====== Excerpted text

The main tasks of modern architecture do not lie in the ecclesiastical sphere, nor do monumental constructions of a secular character exercise a decisive influence. Life in the modem era is dominated by economic questions; thus the participation of the people and of artists in architectural problems of this kind — from the private dwelling to town planning — is constantly growing.

This is the starting point for most of the movements towards formalistic constructions, in so far as we can speak of a movement at a time marked by the multiplicity of vacillating trends — trends which for nearly a hundred years have been changing in quick succession the fundamental principles upon which they were based.

Attempts, mostly based on the art of Schinkel, to transpose elements of the Greek language of forms onto our buildings, were followed by an unselective use of forms taken from the most varied styles of the past — from Gothic via the Renaissance in both its Italian and its German manifestation to Baroque and Empire — generally with no regard for the inner spirit of the forms, with no regard for the material from which these forms originally sprang.

And isolated attempts by outstanding teachers of architecture in South and North Germany to attain by detailed study a knowledge of the artistic language of the ancients and its true meaning were soon crossed with energetic attempts to invent a new world language of architecture, whose rules and roots would not parallel or resemble any of the styles of the past.

============
====== Task material

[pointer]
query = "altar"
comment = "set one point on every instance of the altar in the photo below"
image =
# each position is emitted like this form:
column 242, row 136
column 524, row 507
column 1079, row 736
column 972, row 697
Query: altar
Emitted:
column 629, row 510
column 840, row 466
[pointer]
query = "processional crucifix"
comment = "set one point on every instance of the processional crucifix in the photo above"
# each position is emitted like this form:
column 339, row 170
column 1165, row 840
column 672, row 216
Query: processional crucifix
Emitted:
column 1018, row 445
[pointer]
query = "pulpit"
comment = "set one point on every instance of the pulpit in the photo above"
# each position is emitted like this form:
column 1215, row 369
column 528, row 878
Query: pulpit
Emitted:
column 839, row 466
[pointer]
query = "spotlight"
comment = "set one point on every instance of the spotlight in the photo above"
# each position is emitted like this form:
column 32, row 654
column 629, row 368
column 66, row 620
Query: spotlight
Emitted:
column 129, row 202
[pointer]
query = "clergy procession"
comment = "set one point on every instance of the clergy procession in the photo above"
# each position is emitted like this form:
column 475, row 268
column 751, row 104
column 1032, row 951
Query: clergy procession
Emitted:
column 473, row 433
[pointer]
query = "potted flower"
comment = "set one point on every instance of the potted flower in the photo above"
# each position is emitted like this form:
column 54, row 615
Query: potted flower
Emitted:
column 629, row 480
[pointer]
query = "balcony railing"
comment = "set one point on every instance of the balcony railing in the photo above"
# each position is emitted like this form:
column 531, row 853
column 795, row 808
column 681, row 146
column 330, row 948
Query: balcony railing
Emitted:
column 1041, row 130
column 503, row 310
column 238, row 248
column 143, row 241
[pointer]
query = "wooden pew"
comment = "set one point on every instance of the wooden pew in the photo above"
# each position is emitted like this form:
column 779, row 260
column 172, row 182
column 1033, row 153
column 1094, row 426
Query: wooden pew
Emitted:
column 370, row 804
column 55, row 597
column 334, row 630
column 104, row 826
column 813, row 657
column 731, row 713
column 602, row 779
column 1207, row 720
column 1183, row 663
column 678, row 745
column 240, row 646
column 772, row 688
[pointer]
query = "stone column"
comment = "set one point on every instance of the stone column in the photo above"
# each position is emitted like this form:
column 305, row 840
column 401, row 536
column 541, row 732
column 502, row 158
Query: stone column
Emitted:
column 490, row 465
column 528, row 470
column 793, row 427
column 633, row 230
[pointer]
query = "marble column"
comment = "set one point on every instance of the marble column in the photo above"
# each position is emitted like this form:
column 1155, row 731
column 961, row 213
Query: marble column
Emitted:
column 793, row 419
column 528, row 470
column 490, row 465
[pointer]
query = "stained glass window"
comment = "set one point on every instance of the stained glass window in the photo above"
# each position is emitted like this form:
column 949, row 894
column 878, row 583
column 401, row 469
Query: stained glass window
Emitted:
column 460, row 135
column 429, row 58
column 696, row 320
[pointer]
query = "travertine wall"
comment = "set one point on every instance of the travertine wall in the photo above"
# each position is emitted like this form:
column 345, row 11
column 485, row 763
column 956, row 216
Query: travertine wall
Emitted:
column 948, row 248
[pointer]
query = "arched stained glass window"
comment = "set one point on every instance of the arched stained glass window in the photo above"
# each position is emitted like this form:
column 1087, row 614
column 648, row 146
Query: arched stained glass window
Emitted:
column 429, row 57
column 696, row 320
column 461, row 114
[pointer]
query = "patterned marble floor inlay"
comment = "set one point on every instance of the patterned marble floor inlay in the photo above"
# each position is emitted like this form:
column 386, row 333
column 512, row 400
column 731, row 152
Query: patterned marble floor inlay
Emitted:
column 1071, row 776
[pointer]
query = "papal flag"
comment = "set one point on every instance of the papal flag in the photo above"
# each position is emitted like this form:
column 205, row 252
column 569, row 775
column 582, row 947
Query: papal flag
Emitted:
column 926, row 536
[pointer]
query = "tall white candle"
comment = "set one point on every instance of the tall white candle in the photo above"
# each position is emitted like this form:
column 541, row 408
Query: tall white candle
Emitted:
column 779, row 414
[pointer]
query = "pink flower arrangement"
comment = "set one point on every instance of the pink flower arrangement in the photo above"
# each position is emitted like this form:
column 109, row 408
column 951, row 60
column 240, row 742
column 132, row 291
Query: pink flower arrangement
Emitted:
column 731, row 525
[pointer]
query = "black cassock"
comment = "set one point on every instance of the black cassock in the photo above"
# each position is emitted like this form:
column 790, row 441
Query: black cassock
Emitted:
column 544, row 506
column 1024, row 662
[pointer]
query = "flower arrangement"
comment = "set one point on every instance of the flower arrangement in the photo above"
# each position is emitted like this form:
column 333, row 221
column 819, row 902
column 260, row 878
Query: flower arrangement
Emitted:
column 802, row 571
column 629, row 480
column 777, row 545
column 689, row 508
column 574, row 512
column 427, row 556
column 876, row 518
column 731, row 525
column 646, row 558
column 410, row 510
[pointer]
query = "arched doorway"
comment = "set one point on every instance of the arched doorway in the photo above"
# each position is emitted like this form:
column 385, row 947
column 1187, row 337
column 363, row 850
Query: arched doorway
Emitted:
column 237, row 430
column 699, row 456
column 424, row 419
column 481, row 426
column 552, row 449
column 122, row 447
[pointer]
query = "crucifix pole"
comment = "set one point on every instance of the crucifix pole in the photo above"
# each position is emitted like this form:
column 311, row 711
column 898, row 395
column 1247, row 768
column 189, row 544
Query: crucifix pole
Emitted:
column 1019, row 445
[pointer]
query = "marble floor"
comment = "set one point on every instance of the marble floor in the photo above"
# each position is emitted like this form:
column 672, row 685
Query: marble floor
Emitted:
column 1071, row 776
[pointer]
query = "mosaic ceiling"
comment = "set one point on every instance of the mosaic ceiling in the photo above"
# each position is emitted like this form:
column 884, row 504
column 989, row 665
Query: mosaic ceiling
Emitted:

============

- [Exercises]
• A. Copy the part of the passage on modern architecture that opens with the words containing "This is the" and closes with "they were based.".
• B. Rewrite the records from their first line through the line containing "column 143, row 241", changing "spotlight" to "stage light" and keeping everything else the same. Return only those lines.

- [Responses per task]
• A.
This is the starting point for most of the movements towards formalistic constructions, in so far as we can speak of a movement at a time marked by the multiplicity of vacillating trends — trends which for nearly a hundred years have been changing in quick succession the fundamental principles upon which they were based.

• B.
[pointer]
query = "altar"
comment = "set one point on every instance of the altar in the photo below"
image =
# each position is emitted like this form:
column 242, row 136
column 524, row 507
column 1079, row 736
column 972, row 697
Query: altar
Emitted:
column 629, row 510
column 840, row 466
[pointer]
query = "processional crucifix"
comment = "set one point on every instance of the processional crucifix in the photo above"
# each position is emitted like this form:
column 339, row 170
column 1165, row 840
column 672, row 216
Query: processional crucifix
Emitted:
column 1018, row 445
[pointer]
query = "pulpit"
comment = "set one point on every instance of the pulpit in the photo above"
# each position is emitted like this form:
column 1215, row 369
column 528, row 878
Query: pulpit
Emitted:
column 839, row 466
[pointer]
query = "stage light"
comment = "set one point on every instance of the stage light in the photo above"
# each position is emitted like this form:
column 32, row 654
column 629, row 368
column 66, row 620
Query: stage light
Emitted:
column 129, row 202
[pointer]
query = "clergy procession"
comment = "set one point on every instance of the clergy procession in the photo above"
# each position is emitted like this form:
column 475, row 268
column 751, row 104
column 1032, row 951
Query: clergy procession
Emitted:
column 473, row 433
[pointer]
query = "potted flower"
comment = "set one point on every instance of the potted flower in the photo above"
# each position is emitted like this form:
column 54, row 615
Query: potted flower
Emitted:
column 629, row 480
[pointer]
query = "balcony railing"
comment = "set one point on every instance of the balcony railing in the photo above"
# each position is emitted like this form:
column 531, row 853
column 795, row 808
column 681, row 146
column 330, row 948
Query: balcony railing
Emitted:
column 1041, row 130
column 503, row 310
column 238, row 248
column 143, row 241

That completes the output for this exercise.